-- START --

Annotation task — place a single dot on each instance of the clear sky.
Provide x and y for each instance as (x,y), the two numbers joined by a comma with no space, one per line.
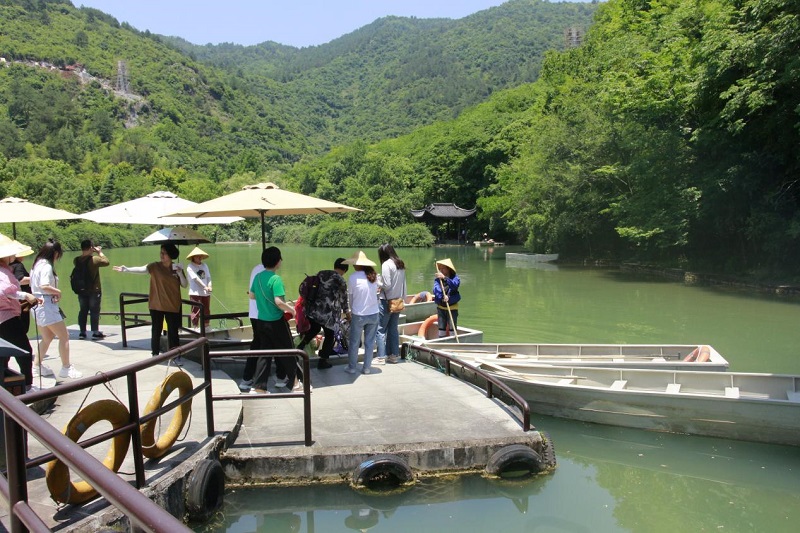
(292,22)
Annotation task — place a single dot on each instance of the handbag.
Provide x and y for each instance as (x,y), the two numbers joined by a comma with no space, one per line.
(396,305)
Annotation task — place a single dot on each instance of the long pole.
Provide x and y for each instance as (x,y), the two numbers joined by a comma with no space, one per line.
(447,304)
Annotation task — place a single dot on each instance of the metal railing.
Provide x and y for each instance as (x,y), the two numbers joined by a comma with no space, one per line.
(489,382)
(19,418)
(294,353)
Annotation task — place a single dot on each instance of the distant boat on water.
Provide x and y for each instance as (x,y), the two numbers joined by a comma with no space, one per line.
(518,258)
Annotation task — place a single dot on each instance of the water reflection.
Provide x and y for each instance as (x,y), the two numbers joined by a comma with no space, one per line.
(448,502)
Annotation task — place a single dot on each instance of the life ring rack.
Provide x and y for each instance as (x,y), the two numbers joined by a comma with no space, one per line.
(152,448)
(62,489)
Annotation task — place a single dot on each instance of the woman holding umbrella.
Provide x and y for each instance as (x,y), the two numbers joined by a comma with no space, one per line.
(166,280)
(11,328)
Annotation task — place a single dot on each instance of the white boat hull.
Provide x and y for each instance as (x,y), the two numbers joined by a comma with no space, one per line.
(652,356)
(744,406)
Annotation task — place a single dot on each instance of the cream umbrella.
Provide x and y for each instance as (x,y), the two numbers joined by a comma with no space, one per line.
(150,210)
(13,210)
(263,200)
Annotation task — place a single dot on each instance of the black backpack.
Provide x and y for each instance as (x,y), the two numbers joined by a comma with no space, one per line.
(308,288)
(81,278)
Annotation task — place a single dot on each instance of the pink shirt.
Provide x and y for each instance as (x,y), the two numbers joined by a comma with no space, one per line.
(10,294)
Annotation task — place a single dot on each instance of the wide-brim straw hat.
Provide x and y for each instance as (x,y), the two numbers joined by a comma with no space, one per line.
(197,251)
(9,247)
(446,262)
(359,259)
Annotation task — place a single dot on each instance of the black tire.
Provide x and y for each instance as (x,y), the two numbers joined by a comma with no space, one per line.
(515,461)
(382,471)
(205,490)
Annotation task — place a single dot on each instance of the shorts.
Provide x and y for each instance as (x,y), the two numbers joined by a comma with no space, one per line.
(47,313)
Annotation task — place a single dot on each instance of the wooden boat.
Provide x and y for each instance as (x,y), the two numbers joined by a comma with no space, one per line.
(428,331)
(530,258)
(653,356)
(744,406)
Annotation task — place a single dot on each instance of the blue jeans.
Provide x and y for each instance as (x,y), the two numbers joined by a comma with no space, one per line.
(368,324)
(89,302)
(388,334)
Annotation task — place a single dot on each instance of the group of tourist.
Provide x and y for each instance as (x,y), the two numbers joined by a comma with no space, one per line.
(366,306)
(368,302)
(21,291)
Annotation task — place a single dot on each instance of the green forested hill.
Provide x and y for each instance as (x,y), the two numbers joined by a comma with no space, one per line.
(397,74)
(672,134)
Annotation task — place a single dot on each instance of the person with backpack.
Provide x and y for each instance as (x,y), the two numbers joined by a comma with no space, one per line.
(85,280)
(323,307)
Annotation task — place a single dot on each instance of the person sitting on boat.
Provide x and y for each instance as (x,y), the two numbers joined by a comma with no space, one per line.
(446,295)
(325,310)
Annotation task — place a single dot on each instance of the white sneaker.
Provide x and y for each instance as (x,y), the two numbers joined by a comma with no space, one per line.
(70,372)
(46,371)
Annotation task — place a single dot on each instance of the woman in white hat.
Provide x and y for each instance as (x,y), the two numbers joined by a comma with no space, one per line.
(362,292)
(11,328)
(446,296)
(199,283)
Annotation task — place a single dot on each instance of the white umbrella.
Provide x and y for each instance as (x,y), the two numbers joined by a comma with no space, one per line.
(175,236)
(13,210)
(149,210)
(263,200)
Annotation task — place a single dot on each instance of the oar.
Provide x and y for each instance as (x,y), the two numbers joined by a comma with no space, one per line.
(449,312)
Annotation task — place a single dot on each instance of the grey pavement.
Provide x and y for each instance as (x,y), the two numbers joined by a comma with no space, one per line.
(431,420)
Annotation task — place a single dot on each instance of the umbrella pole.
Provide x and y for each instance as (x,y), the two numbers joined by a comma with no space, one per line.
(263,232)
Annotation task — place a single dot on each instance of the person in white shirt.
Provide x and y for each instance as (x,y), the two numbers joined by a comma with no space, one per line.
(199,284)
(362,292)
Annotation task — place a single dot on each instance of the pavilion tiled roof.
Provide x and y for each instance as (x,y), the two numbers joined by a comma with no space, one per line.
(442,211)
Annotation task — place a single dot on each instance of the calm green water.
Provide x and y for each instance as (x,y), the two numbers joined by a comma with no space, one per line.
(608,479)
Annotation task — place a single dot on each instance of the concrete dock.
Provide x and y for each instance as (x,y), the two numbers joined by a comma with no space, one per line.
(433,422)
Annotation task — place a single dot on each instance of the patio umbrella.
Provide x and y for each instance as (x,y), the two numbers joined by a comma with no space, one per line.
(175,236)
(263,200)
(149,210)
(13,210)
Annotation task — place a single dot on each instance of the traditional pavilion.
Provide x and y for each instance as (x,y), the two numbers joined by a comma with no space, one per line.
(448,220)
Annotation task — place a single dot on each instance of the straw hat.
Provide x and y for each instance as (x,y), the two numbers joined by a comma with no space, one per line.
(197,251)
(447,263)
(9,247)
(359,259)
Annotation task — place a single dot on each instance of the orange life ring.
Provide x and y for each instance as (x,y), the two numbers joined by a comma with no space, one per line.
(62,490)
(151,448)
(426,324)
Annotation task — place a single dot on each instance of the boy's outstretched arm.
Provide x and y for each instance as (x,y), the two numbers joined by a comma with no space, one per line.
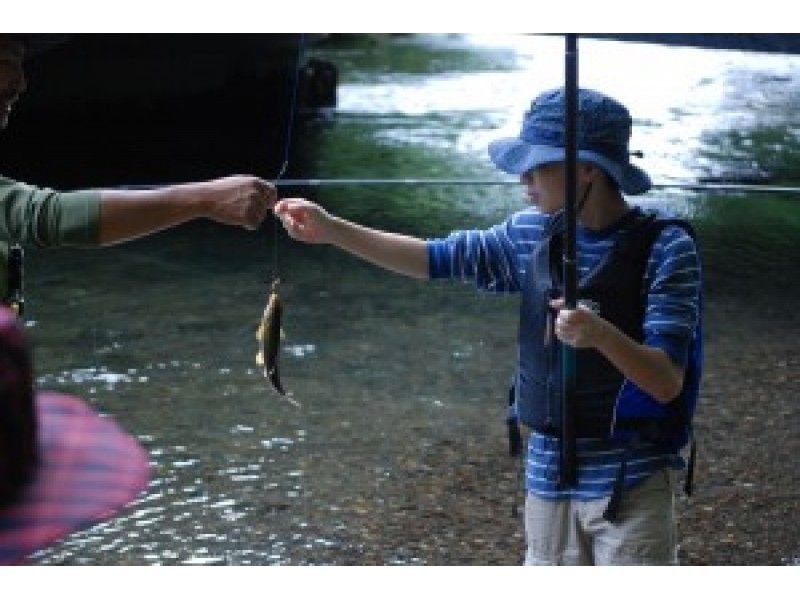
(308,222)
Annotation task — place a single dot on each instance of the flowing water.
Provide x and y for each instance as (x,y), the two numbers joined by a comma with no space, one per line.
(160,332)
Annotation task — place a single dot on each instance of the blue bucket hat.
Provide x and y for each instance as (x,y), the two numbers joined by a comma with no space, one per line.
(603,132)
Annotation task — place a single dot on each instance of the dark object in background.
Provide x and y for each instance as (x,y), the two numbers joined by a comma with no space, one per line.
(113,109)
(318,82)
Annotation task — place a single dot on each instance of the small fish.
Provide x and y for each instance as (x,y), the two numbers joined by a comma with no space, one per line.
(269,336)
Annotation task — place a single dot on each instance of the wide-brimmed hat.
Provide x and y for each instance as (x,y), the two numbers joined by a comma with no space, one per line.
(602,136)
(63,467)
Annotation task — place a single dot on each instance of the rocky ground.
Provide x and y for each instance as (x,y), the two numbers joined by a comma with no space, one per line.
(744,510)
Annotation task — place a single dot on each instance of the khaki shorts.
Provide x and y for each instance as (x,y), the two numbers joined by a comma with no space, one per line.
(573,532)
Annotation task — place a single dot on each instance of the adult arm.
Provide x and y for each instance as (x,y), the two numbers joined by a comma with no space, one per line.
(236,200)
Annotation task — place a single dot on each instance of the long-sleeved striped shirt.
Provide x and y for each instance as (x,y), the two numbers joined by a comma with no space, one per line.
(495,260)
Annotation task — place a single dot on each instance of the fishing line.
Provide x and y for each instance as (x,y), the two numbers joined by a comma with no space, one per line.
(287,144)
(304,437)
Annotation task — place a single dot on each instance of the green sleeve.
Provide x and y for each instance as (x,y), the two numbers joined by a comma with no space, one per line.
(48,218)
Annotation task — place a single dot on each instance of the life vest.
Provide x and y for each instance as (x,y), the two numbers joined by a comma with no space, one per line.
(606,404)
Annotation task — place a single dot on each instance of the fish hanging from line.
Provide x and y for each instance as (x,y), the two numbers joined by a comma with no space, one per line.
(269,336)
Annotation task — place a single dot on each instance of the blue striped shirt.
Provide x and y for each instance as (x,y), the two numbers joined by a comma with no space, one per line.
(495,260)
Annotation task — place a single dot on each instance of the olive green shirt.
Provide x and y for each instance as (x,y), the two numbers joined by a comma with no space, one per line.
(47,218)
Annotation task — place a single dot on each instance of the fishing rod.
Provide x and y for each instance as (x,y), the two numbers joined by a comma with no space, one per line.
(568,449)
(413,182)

-- END --

• WORK TO BE COMPLETED:
Write out exactly the lines of the entries above that run from the line containing "hanging from line." through the last line, including both.

• EXERCISE OUTPUT:
Annotation task — place a single dot on each instance of the fish hanging from line.
Provide x and y for each instance as (x,y), the two numbers joined by a comma with no space, one per line.
(269,336)
Annotation task — place a single dot on each instance of the blue striped shirt.
Provide x and y for each instance as (x,y), the two numbers joined by a comma with no space, one per line.
(495,260)
Annotation task — place a single dot on each instance of the olive green shirt.
Provide x and y for each instance as (x,y), the two numbers joined by a comma with no space, one per line.
(47,218)
Annotation task — place a single dot on each instance of the fishing rod.
Provide x and y for each instance as (x,y), the two numbers joined by a comma with no space, one per line.
(568,449)
(413,182)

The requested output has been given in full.